Records for this exercise —

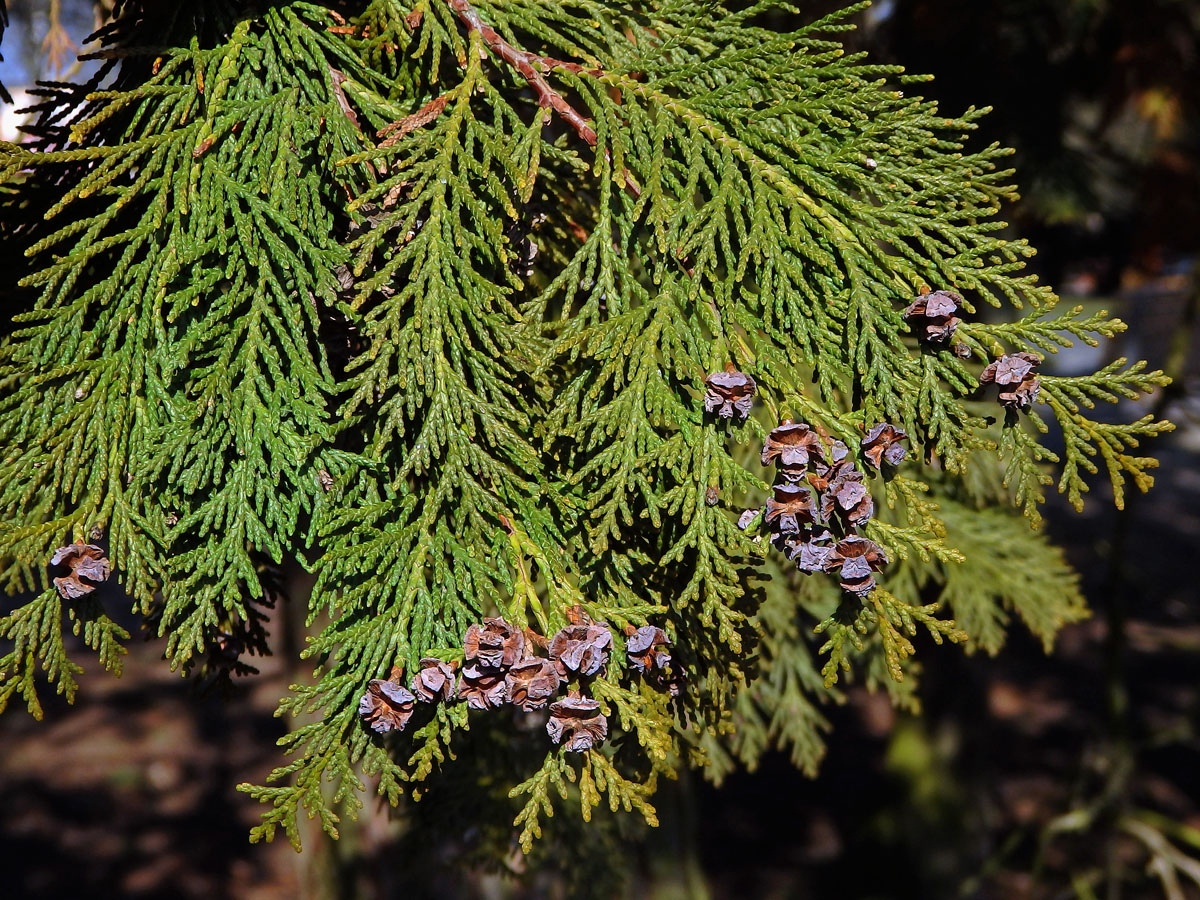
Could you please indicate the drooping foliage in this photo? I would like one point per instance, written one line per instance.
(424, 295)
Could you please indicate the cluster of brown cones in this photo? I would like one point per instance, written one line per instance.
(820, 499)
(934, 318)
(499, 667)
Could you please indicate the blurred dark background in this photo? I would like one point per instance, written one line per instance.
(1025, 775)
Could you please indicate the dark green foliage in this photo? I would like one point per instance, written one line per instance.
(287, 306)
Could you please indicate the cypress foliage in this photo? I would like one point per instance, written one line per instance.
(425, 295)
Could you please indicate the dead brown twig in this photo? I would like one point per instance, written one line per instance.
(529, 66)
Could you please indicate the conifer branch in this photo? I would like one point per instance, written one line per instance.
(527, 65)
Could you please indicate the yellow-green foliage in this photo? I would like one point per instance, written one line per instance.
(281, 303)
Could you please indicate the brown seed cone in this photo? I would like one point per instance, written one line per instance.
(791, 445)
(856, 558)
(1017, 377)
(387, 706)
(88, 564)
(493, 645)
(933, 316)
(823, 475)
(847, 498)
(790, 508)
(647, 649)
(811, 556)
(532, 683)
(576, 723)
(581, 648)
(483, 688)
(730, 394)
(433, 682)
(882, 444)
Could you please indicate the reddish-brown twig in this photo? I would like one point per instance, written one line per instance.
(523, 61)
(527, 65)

What the task asks — Output, exactly, all the records above; include no pictures.

Response to this task —
Could you please indicate the drooping foliage in this photo? I would like one point per instance, written one line per instance.
(424, 295)
Could you please indicate the cluster of brown cones in this photo? I would like one point per instance, written one line per instance.
(820, 499)
(934, 318)
(499, 667)
Could you please indicate the blurred dark background in this photo? I would like one point per instance, written one line per instance.
(1025, 775)
Could you please indicate the dark green foliage in this photo? I would like one point per instance, written one line per instance.
(287, 306)
Could you please indicate the cypress foliage in this photo? I would like one point per instance, written one line per instance.
(425, 295)
Could you please indicate the dead brown twig in this photo? I would like one point per instance, written one line per instance.
(529, 66)
Could you please indicate the conifer branch in this photo? I would like one point per instance, written one line per instance.
(527, 65)
Could you please indicate the yellow-green foliage in this photo? I would like one point per instance, written one line per instance.
(281, 303)
Could you please indicate the brown seed cone in this photo? I would like one point per instance, written one line per instance.
(791, 445)
(856, 558)
(1017, 377)
(387, 706)
(88, 564)
(493, 645)
(933, 316)
(823, 475)
(847, 498)
(790, 508)
(647, 649)
(811, 556)
(532, 683)
(576, 723)
(581, 648)
(483, 688)
(730, 394)
(433, 682)
(882, 444)
Could you please indicate the reddish-brown twig in this photo? I would like one point per instance, written one line per instance.
(523, 61)
(527, 65)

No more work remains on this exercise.